* **Job**
Pick out each line of the listing below that contains the string "textured", and copy every such line in full.

* **Record list**

==================================================

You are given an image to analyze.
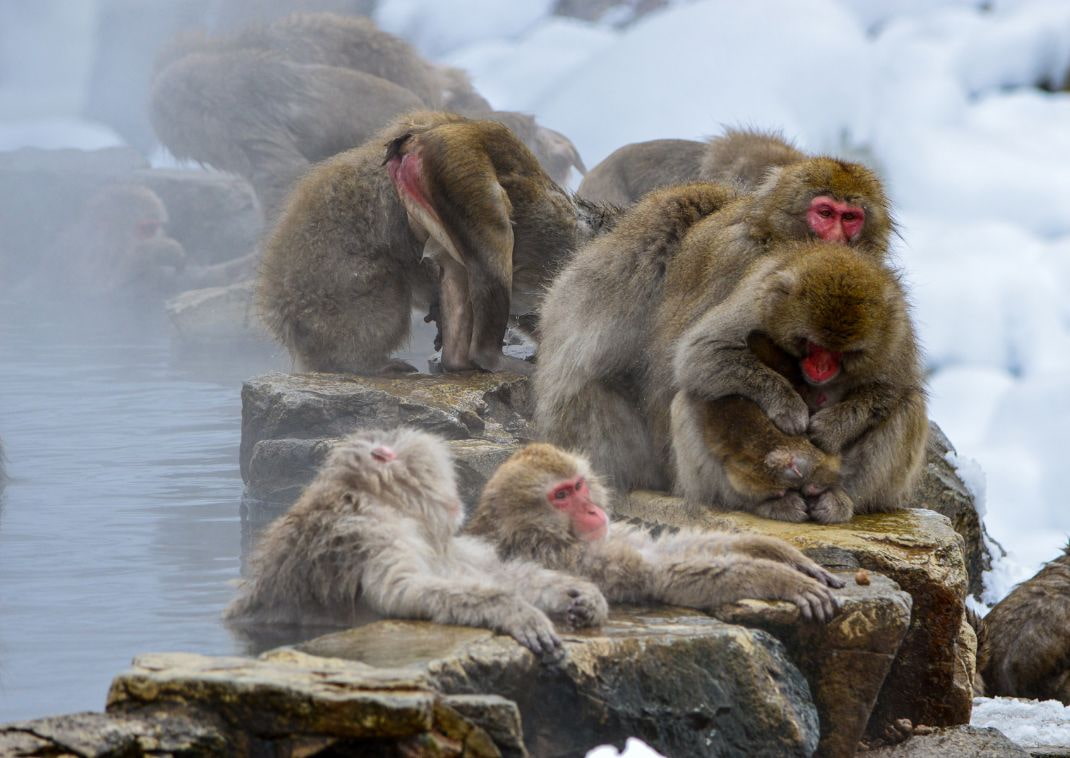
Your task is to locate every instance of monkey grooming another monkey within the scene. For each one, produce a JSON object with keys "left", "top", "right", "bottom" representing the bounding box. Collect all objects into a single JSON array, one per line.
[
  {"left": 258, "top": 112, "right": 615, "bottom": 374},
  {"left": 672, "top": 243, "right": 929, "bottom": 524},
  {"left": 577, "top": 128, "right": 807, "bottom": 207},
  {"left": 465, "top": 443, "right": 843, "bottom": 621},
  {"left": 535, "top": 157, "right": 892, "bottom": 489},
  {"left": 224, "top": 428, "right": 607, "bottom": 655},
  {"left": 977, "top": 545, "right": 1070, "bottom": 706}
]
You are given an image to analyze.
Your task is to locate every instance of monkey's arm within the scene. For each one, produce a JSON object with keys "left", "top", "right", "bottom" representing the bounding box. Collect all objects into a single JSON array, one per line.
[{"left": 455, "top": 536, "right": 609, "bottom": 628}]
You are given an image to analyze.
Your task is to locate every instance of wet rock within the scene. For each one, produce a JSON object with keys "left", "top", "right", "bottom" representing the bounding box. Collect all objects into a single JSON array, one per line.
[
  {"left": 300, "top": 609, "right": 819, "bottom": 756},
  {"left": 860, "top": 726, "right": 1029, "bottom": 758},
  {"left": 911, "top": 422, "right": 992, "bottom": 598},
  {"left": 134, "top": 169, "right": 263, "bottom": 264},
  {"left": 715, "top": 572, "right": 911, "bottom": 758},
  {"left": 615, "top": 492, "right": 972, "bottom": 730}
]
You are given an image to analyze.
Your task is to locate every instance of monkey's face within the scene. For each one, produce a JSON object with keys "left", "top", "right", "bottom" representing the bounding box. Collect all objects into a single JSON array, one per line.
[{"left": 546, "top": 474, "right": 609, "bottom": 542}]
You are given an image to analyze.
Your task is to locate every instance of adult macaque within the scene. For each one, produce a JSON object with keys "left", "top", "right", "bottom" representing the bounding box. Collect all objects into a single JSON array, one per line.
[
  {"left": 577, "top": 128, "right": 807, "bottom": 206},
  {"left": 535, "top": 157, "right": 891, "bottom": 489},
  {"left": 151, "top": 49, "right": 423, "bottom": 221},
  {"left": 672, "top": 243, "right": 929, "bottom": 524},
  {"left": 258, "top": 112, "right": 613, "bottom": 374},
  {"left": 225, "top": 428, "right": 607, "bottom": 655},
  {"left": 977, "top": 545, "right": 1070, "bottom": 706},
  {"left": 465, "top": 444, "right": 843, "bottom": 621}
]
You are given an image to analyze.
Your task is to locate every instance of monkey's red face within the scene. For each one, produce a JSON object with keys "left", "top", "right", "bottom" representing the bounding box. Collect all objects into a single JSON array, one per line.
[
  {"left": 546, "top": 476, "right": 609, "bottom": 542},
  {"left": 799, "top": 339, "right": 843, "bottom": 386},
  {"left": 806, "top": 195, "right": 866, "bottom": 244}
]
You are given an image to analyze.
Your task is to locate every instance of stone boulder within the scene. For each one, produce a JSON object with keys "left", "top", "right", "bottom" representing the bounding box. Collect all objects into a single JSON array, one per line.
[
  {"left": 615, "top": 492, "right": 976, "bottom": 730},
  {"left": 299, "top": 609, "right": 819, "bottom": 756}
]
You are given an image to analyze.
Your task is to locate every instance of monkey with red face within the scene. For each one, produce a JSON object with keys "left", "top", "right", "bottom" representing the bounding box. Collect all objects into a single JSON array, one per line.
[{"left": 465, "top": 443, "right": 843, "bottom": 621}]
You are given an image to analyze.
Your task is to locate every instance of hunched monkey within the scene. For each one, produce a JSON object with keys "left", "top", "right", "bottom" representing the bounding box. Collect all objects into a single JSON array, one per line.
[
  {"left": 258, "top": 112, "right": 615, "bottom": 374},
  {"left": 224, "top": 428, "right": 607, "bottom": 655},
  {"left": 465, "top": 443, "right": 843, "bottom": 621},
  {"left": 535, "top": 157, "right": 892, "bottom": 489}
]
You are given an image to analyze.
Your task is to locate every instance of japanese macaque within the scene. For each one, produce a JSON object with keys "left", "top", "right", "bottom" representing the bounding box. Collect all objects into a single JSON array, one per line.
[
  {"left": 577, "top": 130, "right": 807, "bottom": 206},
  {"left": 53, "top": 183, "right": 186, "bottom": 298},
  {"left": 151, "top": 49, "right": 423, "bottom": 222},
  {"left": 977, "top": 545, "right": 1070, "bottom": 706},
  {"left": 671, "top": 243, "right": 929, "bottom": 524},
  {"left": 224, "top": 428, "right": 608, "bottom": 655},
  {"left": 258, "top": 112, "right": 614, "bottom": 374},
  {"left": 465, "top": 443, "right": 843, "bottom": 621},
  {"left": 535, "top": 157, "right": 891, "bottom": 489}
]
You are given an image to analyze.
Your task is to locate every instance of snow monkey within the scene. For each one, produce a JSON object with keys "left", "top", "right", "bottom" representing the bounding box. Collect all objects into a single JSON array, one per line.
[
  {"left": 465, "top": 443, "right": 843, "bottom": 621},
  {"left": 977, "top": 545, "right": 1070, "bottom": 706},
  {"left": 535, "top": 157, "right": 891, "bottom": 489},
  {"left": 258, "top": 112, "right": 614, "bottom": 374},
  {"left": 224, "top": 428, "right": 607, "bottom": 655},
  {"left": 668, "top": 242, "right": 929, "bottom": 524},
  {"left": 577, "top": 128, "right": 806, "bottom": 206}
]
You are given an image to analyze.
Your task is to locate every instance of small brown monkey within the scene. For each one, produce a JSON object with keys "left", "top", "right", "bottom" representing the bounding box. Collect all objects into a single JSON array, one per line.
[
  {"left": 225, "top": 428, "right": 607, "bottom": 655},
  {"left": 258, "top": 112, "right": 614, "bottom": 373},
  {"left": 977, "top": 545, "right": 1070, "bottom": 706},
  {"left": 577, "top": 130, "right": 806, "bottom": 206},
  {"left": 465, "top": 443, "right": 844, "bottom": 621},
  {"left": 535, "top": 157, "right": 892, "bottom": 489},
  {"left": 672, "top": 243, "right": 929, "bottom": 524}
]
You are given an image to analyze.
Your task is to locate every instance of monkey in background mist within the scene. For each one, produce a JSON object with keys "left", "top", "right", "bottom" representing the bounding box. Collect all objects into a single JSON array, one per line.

==================================================

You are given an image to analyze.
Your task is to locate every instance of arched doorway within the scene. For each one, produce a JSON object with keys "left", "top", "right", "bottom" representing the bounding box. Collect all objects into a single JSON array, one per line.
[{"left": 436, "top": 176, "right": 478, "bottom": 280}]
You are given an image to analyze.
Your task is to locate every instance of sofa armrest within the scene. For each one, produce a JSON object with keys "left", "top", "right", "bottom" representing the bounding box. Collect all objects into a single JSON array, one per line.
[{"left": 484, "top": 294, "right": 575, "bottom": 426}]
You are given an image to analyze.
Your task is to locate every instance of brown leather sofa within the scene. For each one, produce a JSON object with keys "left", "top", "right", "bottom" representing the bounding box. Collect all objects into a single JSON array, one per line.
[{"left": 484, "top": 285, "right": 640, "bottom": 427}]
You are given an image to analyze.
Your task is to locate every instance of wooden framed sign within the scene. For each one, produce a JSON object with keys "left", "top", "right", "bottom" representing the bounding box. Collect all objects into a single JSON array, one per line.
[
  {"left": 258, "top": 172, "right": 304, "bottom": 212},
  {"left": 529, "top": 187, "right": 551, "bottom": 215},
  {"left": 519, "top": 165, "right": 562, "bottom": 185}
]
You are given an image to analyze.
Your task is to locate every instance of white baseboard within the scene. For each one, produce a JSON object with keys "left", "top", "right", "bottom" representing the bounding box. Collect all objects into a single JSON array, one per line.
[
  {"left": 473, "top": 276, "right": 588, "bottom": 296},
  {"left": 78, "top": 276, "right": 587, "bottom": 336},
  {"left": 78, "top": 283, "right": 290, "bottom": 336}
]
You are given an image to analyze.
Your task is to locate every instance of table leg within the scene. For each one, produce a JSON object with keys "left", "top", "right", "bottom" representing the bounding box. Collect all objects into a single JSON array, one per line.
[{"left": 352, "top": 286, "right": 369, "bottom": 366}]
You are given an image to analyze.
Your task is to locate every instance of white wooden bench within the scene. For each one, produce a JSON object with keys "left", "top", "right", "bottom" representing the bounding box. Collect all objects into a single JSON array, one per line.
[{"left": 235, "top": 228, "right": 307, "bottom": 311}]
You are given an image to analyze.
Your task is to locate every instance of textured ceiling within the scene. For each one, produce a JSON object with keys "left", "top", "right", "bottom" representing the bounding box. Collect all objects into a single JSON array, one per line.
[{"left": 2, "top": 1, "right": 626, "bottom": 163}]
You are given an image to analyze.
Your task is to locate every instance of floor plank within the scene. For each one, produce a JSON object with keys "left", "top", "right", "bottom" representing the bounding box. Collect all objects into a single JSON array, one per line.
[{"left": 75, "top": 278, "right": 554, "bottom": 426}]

==================================================

* **Response to this exercise**
Your task is to locate every instance of textured ceiling within the scene. For each one, produce a JSON object with keys "left", "top", "right", "bottom" representing the bounding box. Collect all objects into a single JSON array, one per line.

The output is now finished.